■ PROBLEM DESCRIPTION
Turn the entries below into a numbered list, leaving out any blank lines.

--- --- ---

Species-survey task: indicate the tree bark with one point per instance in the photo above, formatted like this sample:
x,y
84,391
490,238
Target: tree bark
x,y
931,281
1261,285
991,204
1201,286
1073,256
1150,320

--- --- ---

■ WRITTEN RESPONSE
1. Species-survey task: indicate the tree bark with one point per instance in the photo above, formatted like this sample:
2. x,y
3. 84,391
4. 490,238
5. Target: tree bark
6. x,y
7. 931,281
8. 1261,285
9. 991,204
10. 1201,286
11. 1073,256
12. 1150,320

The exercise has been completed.